___ GIVEN RECORDS ___

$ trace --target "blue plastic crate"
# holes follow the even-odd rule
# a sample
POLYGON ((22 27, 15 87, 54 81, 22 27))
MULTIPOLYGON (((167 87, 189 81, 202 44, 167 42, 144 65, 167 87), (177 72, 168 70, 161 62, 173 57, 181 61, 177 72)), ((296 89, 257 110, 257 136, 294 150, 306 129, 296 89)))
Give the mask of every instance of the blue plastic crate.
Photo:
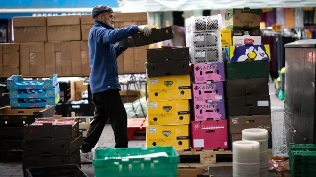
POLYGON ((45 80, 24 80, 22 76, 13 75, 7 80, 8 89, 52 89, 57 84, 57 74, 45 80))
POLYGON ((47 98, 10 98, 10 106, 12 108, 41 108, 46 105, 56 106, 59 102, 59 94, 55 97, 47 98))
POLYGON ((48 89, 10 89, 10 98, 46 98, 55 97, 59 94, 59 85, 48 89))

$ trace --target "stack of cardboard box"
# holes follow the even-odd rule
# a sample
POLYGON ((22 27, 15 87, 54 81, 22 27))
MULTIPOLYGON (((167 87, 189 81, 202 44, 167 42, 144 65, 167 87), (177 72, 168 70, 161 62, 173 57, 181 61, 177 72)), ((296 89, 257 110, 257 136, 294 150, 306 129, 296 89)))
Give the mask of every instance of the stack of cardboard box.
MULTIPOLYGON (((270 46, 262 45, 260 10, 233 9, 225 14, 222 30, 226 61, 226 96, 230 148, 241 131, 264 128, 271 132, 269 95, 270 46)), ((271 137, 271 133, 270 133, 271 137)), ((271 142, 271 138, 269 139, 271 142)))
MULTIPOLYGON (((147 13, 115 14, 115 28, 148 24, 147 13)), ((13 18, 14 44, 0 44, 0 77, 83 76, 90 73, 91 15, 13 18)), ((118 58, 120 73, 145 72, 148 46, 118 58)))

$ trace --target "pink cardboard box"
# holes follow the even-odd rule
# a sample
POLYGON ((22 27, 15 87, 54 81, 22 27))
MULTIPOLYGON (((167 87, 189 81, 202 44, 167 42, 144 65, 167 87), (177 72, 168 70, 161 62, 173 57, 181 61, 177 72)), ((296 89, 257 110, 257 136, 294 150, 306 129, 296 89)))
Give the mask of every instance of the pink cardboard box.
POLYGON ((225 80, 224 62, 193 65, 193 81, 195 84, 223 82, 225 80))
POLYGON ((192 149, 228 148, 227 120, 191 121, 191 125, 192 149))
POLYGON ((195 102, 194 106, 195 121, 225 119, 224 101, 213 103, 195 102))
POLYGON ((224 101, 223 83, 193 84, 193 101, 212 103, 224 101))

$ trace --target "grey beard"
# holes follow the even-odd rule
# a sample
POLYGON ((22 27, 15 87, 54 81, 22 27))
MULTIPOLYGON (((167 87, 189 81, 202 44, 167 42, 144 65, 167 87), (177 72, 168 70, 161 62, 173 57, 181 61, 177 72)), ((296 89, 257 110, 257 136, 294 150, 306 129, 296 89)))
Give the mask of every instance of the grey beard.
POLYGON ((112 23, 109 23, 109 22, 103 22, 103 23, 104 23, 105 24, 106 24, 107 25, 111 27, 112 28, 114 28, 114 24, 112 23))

___
___ GIVEN RECORDS ___

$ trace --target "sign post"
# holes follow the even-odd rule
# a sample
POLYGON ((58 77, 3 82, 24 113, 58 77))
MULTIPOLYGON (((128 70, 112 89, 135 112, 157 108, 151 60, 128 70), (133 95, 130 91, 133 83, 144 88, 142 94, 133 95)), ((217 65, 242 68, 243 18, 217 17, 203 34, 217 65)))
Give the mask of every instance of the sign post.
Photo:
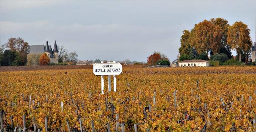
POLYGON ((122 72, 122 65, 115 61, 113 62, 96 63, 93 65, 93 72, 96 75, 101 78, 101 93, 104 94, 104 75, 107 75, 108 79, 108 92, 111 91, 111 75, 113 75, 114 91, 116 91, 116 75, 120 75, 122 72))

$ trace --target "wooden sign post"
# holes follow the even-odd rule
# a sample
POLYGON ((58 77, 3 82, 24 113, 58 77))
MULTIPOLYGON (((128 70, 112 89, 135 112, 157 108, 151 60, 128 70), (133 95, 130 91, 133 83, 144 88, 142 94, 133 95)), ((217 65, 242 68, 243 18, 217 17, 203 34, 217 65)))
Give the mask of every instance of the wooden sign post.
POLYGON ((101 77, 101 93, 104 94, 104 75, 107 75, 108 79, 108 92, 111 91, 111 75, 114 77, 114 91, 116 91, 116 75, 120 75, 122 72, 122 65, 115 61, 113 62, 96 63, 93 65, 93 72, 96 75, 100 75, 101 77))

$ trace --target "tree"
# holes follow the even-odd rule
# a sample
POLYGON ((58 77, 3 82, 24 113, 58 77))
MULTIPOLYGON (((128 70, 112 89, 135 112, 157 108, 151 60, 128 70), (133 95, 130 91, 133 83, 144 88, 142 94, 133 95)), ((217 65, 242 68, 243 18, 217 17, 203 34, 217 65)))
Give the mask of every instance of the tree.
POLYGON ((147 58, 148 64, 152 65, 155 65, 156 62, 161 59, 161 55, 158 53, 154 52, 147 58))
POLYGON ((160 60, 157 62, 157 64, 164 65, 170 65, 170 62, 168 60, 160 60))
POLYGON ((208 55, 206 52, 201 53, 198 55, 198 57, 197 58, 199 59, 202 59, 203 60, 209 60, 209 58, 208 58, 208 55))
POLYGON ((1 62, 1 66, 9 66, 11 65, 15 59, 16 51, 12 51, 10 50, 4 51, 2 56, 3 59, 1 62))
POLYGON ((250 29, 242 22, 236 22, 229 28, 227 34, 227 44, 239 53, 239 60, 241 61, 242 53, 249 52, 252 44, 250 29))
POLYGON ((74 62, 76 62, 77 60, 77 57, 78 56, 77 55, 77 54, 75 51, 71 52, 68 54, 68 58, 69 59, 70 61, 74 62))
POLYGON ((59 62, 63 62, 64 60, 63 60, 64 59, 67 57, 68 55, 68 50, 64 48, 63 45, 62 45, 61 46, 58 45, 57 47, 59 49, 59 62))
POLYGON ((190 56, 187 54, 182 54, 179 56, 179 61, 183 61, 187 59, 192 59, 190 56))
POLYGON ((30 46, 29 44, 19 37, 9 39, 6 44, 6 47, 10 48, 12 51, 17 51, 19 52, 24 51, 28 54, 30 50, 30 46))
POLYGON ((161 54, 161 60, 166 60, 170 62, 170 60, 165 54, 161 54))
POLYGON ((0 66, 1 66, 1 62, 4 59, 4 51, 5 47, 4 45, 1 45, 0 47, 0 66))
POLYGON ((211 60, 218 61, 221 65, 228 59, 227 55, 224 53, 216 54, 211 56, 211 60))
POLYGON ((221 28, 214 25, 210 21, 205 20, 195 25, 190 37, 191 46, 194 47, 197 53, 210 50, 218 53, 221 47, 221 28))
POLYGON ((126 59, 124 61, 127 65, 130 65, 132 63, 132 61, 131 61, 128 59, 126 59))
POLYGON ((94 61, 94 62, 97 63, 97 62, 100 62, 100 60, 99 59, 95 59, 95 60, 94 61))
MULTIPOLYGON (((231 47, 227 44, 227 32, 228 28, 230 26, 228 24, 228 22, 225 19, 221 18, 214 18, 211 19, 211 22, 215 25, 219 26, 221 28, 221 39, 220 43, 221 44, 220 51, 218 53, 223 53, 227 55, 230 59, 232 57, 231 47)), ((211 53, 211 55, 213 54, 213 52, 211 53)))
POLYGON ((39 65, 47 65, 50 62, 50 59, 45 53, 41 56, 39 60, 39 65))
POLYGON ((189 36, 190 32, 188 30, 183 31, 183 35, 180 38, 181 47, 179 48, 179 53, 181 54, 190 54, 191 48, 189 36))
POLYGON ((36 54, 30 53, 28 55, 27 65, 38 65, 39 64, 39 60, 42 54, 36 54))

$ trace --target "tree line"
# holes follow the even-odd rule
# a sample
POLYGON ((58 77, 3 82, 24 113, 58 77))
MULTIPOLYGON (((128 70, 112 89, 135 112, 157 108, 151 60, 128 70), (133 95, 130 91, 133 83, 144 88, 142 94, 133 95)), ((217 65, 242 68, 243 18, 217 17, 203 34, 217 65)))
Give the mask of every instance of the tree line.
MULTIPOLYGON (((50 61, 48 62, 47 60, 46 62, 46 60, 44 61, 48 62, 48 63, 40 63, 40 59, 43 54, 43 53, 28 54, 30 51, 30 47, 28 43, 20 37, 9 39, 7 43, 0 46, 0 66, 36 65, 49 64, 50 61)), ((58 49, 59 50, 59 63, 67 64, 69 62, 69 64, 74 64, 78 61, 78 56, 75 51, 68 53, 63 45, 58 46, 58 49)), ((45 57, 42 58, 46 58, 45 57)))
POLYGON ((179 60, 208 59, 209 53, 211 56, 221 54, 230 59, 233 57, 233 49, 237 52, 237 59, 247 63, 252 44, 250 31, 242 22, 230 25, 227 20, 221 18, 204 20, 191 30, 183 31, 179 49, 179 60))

___

Please locate every line in the data above that contains the string "trace" and copy each of those lines. Case counts when matching.

$ trace --target "blue plastic crate"
$ trace --target "stack of cardboard box"
$ trace --target "pink cardboard box"
$ trace --target "grey beard"
$ trace --target "sign post"
$ trace --target "wooden sign post"
$ trace --target "tree"
$ trace --target "tree line"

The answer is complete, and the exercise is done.